- SHORT EXERCISE A
In the passage on f-divergences, which metric is the only nontrivial one that is both an f-divergence and an integral probability metric?
- SHORT EXERCISE B
Write the next part of the passage on f-divergences, continuing from its final sentence.

- PAGE EXTRACT

• • • • • • •

All integral probability metrics are proper metrics, but there are statistical distances that are proper metrics but cannot be expressed as an integral probability metric (like Hellinger Distance). Total Variation is the only nontrivial metric that is both an \(f\)-divergence and an integral probability metric. It also has a nice interpretation as one half the hypervolume between the two pdfs being compared (and is therefore bounded between 0 and 1).

There is a very interesting connections between \(f\)-divergences and convex analysis. In general, an \(f\)-divergence can be expressed as a supremum over functions that maximize an expected loss function.

We first define the convex conjugate as

\[f^{*}(y) = \sup\limits_g\left[gy - f(g)\right]\]

The Fenchel–Moreau theorem states that if \(f\) is a proper convex function and lower semicontinuous, then \(f^{**}(g) = f(g)\).

If we let \(y=\frac{p(x)}{q(x)}\) for some point, \(x\), within the sample space of \(p\) (which is assumed to be the same as that of \(q\)),

\[f\left(\frac{p(x)}{q(x)}\right) = \sup\limits_g\left[g\frac{p(x)}{q(x)} - f^{*}(g)\right] \ge g\frac{p(x)}{q(x)} - f^{*}(g)\]

, where the inequality follows from the definition of the supremum. Furthermore, if we tether \(g\) to that same sample, \(x\), in the form of \(g(x)\), we get

\[f\left(\frac{p(x)}{q(x)}\right) \ge g(x)\frac{p(x)}{q(x)} - f^{*}(g(x))\]

Multiplying both sides by \(q(x)\)

\[f\left(\frac{p(x)}{q(x)}\right)q(x) \ge g(x)p(x) - f^{*}(g(x))q(x)\]

Integrating both sides over \(x\) drawn from the sample space, \(\mathcal{X}\),

\[\int\limits_{x\in\mathcal{X}} dx f\left(\frac{p(x)}{q(x)}\right)q(x) \ge \int\limits_{x\in\mathcal{X}} dx g(x)p(x) - f^{*}(g(x))q(x)\]

Finally, we can apply the law of large numbersto turn integrals over probability density functions into expectations.

• • • • • • •

- MATERIAL PROVIDED
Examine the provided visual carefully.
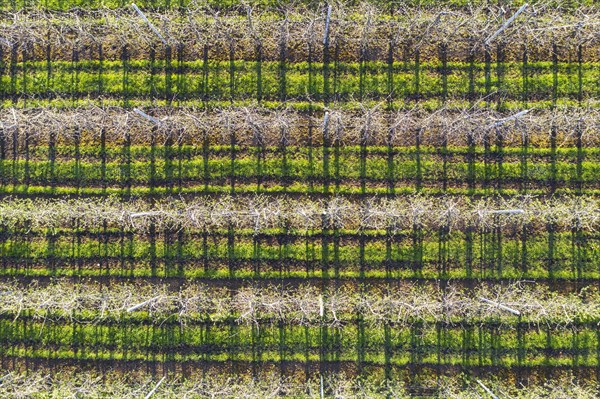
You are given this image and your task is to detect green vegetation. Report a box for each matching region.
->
[0,0,600,399]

• • • • • • •

- TASK RESPONSE A
Total Variation.

- TASK RESPONSE B
\[\mathbb{E}_{x \sim q} f\left(\frac{p(x)}{q(x)}\right) \ge \mathbb{E}_{x \sim p} g(x) - \mathbb{E}_{x \sim q} f^{*}(g(x))\]

This final result shows that an \(f\)-divergence can be expressed as a function optimization problem. In this case, the right hand side of the inequality prescribes a loss function with which we use to find a function \(g(x)\). Specifically, the loss function used would be the negative of the right hand side. When the loss is minimized, the right hand side is maximized and the inequality approaches equality to the left hand side (i.e. the true \(f\)-divergence).

You can then just chuck a neural net at this loss function and optimize. This neural network implicitly learns the density ratio of \(p\) and \(q\), bypassing the need to approximate each density individually. This is one of a whole class of techniques for learning density ratio approximation. There’s a good book on the subject. This technique is also nice because it yields unbiased gradients.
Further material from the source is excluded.